Extracted material.
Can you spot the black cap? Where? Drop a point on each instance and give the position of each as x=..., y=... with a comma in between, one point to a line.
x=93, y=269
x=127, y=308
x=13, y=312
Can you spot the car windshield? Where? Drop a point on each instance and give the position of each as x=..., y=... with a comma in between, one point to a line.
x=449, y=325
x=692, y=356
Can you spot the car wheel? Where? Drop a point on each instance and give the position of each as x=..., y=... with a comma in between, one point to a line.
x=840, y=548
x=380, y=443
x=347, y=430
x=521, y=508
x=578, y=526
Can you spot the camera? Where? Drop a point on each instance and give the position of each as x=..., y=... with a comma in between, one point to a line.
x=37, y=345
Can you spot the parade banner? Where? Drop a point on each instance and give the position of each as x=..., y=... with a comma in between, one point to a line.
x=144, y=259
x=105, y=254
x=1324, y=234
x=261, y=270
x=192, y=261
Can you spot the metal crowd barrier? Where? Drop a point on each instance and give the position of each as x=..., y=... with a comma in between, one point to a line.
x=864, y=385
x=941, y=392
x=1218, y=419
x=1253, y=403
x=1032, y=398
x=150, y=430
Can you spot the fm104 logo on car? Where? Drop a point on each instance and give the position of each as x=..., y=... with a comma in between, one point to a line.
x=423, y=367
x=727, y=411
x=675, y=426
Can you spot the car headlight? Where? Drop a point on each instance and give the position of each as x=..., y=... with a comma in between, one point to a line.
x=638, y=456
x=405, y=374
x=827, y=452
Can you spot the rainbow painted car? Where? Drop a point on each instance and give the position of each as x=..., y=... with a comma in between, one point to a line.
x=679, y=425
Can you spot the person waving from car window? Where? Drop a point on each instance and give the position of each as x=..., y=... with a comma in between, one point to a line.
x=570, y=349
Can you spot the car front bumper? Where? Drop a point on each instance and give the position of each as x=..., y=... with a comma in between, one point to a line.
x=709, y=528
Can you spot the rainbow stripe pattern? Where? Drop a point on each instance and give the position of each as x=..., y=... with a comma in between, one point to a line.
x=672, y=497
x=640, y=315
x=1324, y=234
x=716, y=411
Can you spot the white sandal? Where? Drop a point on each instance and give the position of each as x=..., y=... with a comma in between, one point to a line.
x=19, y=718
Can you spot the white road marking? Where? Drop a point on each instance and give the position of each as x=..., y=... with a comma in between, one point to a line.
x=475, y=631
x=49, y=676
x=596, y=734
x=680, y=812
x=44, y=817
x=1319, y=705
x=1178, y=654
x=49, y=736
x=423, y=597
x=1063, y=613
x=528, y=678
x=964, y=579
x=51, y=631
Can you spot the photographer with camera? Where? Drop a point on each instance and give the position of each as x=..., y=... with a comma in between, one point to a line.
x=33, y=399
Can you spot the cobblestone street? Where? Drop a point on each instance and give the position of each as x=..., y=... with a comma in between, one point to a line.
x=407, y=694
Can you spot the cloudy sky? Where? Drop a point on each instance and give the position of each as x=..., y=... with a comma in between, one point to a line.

Exercise brief.
Transcribe the material above in full, keeping each word unchanged.

Task solution.
Can you spot the black cap? Where? Drop a point on each instance and give the position of each as x=..., y=... with a comma in between, one point to a line.
x=93, y=269
x=127, y=308
x=13, y=312
Can you spot the car windshield? Where? Drop a point on each instance and give the position of each as x=..., y=... with a comma in between, one point to a line.
x=449, y=325
x=692, y=356
Can you spot the car wheel? Where? Drop a point on each instance and give the position of each as x=..., y=... with a comma in between, one point to a line.
x=840, y=548
x=380, y=443
x=347, y=430
x=521, y=508
x=578, y=526
Can you spot the camera? Where? Drop a point on each instance and give the position of each as x=..., y=... with a comma in between, one point to a line.
x=37, y=345
Can you spot the parade banner? Where? Drop a point on each instance and give the position of each as x=..., y=... with a comma in between, one point to a line.
x=144, y=259
x=105, y=254
x=1324, y=234
x=261, y=270
x=192, y=261
Can you spot the metal crowd barrier? Where? Drop a point on each instance and give the position of each as x=..., y=... with a comma in between, one point to a line.
x=864, y=385
x=941, y=392
x=1218, y=419
x=1253, y=403
x=1032, y=398
x=150, y=430
Can you spot the fm104 logo on car? Where? Drop a point on each instance and give the position of each as x=..., y=... with a comma in between, one point to a line.
x=423, y=367
x=727, y=411
x=675, y=426
Can you spot the car headlight? Where? Drop a point on each instance and give the position of each as x=..., y=... with a comma in between, one point to a line.
x=638, y=456
x=405, y=374
x=827, y=452
Can you spot the rainbow painted car? Where? Drop a point on each instance and give the position of each as x=..., y=... with a comma in between, one point to a line.
x=679, y=425
Can you spot the person waving from car window? Where? Drop a point on each instance and give the position of each as x=..., y=... with a comma in between, one point to a line.
x=570, y=349
Can you spot the car front bumper? Where? Drop a point on each instance and give the position of each as x=..., y=... with a comma in between, one point to a line.
x=709, y=528
Can you spot the rainbow stripe pattern? Where? Drop a point on each instance and give the position of each as x=..., y=... with a comma in between, one point to a line.
x=672, y=497
x=640, y=315
x=1324, y=234
x=716, y=411
Can you spot the white sandal? Where? Drop a point on each instance and give the position of each as x=..., y=... with a comma in between, one point to a line.
x=19, y=718
Can you spot the white road marking? Where? Drop a point on each instance and give the position of each as x=..., y=... with a comma in between, one point to a line.
x=475, y=631
x=49, y=676
x=596, y=734
x=680, y=812
x=44, y=817
x=1319, y=705
x=1178, y=654
x=49, y=736
x=423, y=597
x=1063, y=613
x=528, y=678
x=964, y=579
x=51, y=631
Can you spot the photographer with camera? Where? Drop a point on each instance and give the position of each as x=..., y=... with a comma in between, one point to a line.
x=33, y=399
Can you spot the cobblestone street? Where? Drop a point on each instance and give the position of each as x=..., y=... with a comma in between, one point to a line.
x=407, y=694
Can you spot the cloudy sky? Where? Drop a point on each instance and give the position of each as x=..., y=... with a comma in between, one point to a line.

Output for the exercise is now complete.